Can't comment on bsd but have heard it's not as smooth as other quick detailers and is more like a spray sealant.


----------



## SNAKEBITE (Feb 22, 2010)

If I wash with Gold Class, then top up with wax (as is my usual regime) will experience any issues?

Wax is also Megs, would that be an issue?


----------



## jactac (Apr 3, 2016)

My first choice is usually MER then AG.


----------



## Brian1612 (Apr 5, 2015)

SNAKEBITE said:


> If I wash with Gold Class, then top up with wax (as is my usual regime) will experience any issues?
> 
> Wax is also Megs, would that be an issue?


Don't see how you'd experience any issues if you were waxing after every wash.


----------



## cargainz (Jul 25, 2016)

Kimo said:


> It clogs lsp up
> 
> My mate wondered why his wax was only lasting weeks not months
> 
> ...


Looking at shampoo threads and I normally pick stuff from Halfords. Interesting point about shampoo's clogging lsp.

_RECORDS SUPPLIED_.
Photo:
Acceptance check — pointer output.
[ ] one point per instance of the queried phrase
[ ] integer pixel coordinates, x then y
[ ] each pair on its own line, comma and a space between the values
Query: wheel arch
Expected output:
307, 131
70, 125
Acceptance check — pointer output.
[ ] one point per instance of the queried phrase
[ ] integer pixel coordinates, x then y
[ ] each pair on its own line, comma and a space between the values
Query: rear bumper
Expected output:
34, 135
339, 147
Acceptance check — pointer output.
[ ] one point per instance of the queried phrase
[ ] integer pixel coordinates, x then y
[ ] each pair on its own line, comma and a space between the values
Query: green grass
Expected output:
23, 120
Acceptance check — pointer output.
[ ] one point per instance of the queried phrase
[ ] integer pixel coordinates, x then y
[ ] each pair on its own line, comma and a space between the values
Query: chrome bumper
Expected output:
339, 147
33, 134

_PROBLEMS TO SOLVE_.
**1)** From the car-care forum thread, extract the part that opens with the words containing "## cargainz (Jul" and closes with "shampoo's clogging lsp.".
**2)** Answer these questions using the car-care forum thread:
(a) Which product does SNAKEBITE wash with?
(b) What is jactac's first choice?
(c) Where does cargainz normally pick shampoo from?
**3)** Proceed with the car-care forum thread, picking up after its final post.

_TASK-BY-TASK RESULTS_.
**1)**
## cargainz (Jul 25, 2016)

Kimo said:


> It clogs lsp up
> 
> My mate wondered why his wax was only lasting weeks not months
> 
> ...


Looking at shampoo threads and I normally pick stuff from Halfords. Interesting point about shampoo's clogging lsp.

**2)**
(a) Gold Class
(b) MER, then AG
(c) Halfords

**3)**
----------



## chewy_ (Mar 5, 2014)

Waxaddict pure gets my vote having finally tried it. Costs 3 x more than the zymol autowash but worth it for the clean unaltered look. Only downside is you have to order it in


----------



## planehazza (Jan 25, 2018)

Bumping an old thread, as I see a lot are not keen on Meg's Gold Class. I've used it for years and have really liked it. If I'm stripping my car and applying BH Double Speed wax, will the gold class hamper it? My plan is to apply AG Aqua wax as a top up every maintenance wash, which will probably be every 3 - 4 weeks.


----------



## bigkahunaburger (Jun 27, 2012)

There are much, much better shampoos out there and plenty that won't clog your wax layer like Gold Class can. Try the Autoglym Pure shampoo from Halfords or, if you're feeling flush, the Autoglym UHD shampoo.


----------



## GleemSpray (Jan 26, 2014)

bigkahunaburger said:


> There are much, much better shampoos out there and plenty that won't clog your wax layer like Gold Class can. Try the Autoglym Pure shampoo from Halfords or, if you're feeling flush, the Autoglym UHD shampoo.


I have a bottle of the Pure shampoo from when it was labeled BodyWork Shampoo and i really rate it - it suds up well, cleans well and then rinses away easily. I think its underrated.

My one (tiny) reservation with the UHD shampoo is that the mega-suds take more rinsing away, even though it is a very luxurious experience using it.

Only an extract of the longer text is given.